◆ Task goal: In the passage below about a father's brain surgery, what words or phrases describe Dad's state when they first came in to talk to him?

*** Opening of Excerpted passage ***

It’s been a while. I feel like before I write about anything I should update about my dad. After the surgery I was so drained that I didn’t feel like writing. But the good news is, everything went well! It was a long surgery. Grandma and I were there waiting for maybe six hours before we heard anything, and Grandma grew increasingly nervous. “I have a bad feeling. It shouldn’t take this long.” “It look a long time last surgery,” I pointed out. “Not this long.”

But Dad is okay! Our badass Norwegian neurosurgeon, whose first name is Thorer (I know. I. KNOW.) said everything went really well. Both tumors came out, and when we finally came in to talk to Dad, he was sensical and cognizant and all there. It’s hard to explain the relief that comes with knowing that the bad stuff got removed from the brain and yet the good stuff is still there. I so often wonder about the holes. They must fill in eventually…but it’s odd to think of our grey matter as rearranging around foreign objects, then getting used to their absence. 

My dad’s mind was all there immediately, which was a relief, but his body is a taking a bit longer to recover, especially his left leg. He is out of the hospital now and able to walk with a walker. Recovery is slow, so we postponed our Scotland trip to 2014 which is a relief and so sensical. Dad needs this time to heal and, as it turned out, I need this time to sink into summer life with my new housemate Pumpkin. 

Pumpkin is my friend’s older sister, and even though I’ve spent far less time with her, we clicked instantly because I already knew her sister and that bloodline and I get along, apparently. She is in love, she smokes on the porch, and she reminds me why having the a great roommmate makes the mundane so awesome.

*** Close of Excerpted passage ***
*** Opening of Record excerpts ***

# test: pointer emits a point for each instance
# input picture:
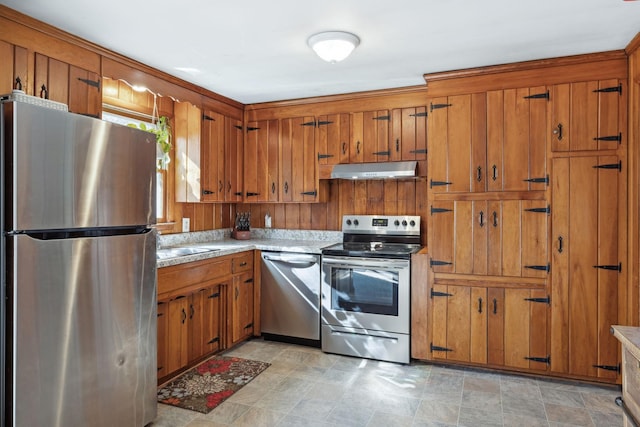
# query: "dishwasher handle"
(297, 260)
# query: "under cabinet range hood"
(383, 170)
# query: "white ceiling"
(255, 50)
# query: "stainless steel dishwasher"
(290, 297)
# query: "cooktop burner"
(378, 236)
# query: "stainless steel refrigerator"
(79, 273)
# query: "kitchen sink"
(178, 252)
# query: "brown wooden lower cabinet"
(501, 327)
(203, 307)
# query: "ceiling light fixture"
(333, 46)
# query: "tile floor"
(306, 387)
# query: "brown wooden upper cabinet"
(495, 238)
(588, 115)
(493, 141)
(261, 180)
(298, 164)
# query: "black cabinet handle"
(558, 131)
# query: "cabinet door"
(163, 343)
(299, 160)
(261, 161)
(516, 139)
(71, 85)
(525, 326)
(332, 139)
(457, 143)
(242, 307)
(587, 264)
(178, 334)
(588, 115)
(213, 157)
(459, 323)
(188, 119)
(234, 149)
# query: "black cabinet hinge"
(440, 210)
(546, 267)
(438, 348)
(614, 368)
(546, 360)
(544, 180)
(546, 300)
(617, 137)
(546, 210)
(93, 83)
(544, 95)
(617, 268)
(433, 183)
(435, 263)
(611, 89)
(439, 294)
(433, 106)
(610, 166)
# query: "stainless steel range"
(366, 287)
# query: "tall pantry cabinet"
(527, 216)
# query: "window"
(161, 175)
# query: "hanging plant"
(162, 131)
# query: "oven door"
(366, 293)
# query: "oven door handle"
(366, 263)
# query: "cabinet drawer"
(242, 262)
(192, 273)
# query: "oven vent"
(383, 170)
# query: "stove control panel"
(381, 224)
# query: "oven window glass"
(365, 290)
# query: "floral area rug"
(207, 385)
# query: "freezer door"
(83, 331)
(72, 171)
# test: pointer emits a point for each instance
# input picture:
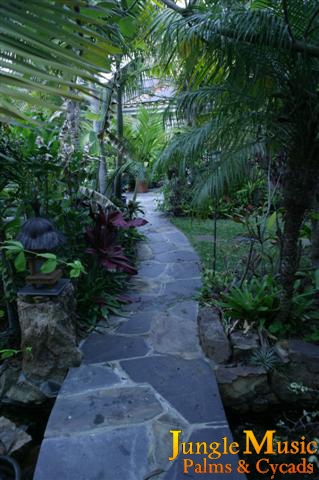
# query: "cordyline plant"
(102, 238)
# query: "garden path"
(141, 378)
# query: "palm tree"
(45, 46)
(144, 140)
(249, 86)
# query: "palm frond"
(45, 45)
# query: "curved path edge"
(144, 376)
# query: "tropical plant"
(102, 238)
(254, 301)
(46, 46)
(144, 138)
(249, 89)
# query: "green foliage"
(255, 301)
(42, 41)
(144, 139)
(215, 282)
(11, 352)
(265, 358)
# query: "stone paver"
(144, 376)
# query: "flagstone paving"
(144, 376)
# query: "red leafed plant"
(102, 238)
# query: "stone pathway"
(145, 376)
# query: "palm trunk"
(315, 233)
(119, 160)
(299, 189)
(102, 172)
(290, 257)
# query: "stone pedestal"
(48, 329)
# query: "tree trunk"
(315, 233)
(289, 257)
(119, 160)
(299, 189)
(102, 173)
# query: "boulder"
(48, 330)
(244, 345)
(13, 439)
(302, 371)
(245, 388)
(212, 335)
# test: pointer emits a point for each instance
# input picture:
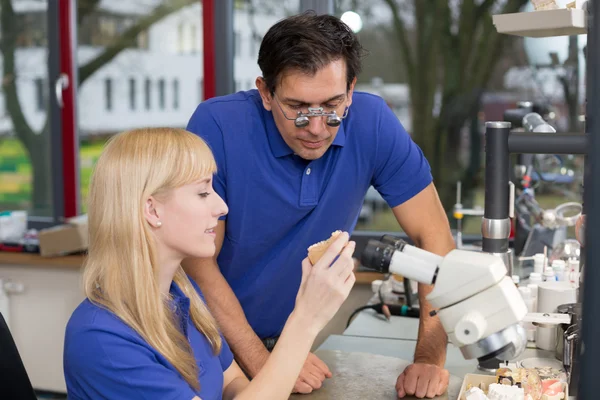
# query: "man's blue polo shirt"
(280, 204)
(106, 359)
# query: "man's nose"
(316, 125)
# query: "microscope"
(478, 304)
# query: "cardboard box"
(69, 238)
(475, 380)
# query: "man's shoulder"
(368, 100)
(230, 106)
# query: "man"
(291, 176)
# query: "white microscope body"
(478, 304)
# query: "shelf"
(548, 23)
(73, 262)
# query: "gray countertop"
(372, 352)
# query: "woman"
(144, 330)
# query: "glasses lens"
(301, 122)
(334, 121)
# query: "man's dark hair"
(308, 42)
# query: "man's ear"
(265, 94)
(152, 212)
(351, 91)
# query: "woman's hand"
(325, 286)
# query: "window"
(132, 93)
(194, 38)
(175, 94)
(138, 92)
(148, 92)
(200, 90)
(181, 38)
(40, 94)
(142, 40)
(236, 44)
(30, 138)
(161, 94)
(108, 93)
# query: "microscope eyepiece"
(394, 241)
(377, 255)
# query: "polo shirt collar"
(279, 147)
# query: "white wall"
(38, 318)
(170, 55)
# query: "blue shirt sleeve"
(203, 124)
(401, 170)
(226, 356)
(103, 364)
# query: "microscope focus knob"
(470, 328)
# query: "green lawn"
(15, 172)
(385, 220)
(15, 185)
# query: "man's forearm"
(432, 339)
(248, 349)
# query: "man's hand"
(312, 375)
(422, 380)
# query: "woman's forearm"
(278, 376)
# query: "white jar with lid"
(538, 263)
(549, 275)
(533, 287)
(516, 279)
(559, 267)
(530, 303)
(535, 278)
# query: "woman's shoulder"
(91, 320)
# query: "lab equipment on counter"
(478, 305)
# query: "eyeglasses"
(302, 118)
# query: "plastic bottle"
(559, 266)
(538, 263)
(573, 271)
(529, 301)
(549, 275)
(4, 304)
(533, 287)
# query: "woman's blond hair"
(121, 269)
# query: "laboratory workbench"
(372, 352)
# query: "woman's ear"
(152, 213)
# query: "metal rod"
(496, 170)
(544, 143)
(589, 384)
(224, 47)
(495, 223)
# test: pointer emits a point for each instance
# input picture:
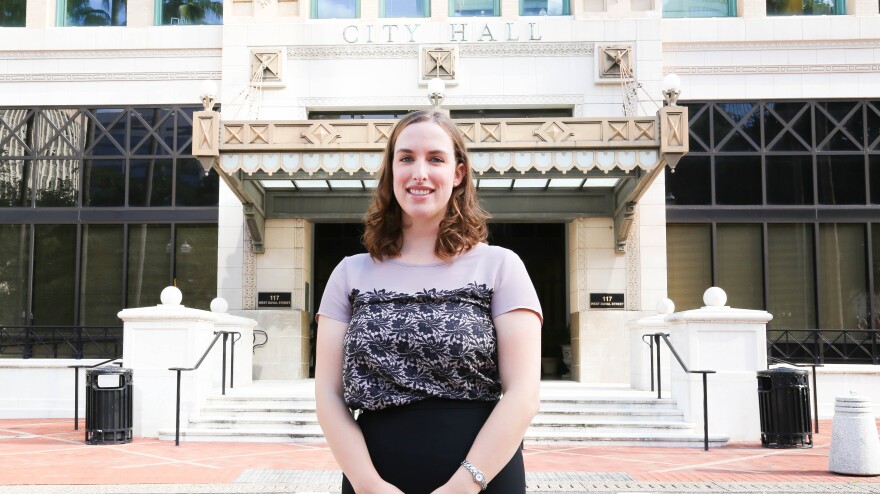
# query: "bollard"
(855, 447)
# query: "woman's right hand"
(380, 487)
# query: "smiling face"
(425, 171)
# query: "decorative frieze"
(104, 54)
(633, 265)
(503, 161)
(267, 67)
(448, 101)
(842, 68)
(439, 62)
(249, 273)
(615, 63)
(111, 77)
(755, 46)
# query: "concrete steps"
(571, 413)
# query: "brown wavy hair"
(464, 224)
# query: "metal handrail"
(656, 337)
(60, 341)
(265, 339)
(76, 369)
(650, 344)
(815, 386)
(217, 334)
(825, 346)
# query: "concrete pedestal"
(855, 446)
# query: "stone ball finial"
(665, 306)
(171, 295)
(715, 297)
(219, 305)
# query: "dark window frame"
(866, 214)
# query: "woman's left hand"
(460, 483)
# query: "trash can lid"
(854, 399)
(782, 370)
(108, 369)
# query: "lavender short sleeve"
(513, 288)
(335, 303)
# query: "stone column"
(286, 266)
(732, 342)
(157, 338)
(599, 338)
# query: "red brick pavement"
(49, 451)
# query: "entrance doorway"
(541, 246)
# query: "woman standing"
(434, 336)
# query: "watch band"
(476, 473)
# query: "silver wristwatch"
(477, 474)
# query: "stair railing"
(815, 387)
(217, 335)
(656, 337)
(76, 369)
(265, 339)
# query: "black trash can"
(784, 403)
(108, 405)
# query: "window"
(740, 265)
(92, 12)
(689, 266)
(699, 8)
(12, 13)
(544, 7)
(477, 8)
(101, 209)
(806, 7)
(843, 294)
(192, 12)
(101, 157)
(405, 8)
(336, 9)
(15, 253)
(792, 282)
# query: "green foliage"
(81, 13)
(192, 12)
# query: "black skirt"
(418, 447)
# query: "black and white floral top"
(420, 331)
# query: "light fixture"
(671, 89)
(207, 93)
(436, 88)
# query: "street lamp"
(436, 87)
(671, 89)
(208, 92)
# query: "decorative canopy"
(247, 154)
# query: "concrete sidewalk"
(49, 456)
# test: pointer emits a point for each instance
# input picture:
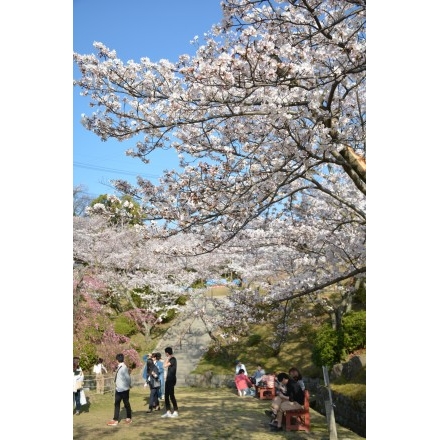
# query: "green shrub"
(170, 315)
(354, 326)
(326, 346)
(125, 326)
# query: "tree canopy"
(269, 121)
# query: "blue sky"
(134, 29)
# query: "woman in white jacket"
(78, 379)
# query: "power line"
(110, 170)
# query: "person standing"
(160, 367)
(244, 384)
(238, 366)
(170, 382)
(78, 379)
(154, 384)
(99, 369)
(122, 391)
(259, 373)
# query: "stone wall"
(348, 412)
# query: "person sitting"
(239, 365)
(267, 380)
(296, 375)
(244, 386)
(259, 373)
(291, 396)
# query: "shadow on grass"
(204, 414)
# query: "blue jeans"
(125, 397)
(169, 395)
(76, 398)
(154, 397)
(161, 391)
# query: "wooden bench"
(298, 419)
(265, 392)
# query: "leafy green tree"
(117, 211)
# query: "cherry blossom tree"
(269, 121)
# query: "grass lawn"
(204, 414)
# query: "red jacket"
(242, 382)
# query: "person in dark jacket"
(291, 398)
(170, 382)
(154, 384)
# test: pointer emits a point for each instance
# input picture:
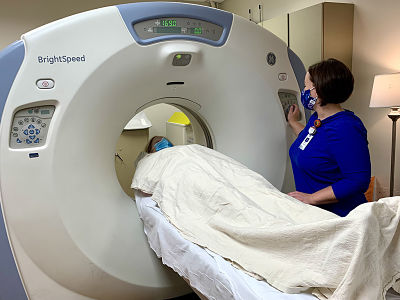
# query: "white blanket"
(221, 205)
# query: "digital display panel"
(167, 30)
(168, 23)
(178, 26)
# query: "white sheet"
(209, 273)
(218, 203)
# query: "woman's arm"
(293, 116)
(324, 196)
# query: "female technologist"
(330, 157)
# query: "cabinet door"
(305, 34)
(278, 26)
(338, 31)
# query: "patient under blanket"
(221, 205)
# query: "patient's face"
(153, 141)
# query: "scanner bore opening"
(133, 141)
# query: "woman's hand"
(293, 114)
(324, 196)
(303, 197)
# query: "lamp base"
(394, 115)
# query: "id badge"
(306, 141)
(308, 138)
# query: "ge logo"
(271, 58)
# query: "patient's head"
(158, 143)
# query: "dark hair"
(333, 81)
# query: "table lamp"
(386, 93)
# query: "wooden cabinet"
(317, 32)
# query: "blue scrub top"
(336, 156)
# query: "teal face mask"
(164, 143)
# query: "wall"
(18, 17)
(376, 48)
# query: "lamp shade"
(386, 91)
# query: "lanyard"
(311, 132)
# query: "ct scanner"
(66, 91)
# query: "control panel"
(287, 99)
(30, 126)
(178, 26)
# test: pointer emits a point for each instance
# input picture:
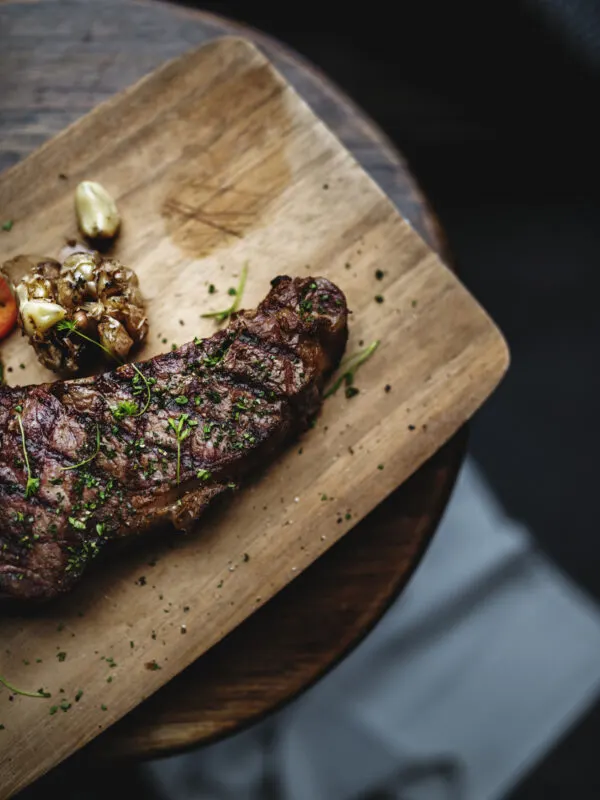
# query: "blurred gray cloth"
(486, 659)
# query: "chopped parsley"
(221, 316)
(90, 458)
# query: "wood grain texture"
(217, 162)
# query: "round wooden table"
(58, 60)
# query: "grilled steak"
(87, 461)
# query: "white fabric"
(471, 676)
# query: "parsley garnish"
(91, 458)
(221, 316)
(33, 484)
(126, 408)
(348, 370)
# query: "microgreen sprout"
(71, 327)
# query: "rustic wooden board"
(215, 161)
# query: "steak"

*** Close of Record excerpts ***

◆ Solution to this task: sensical, cognizant, all there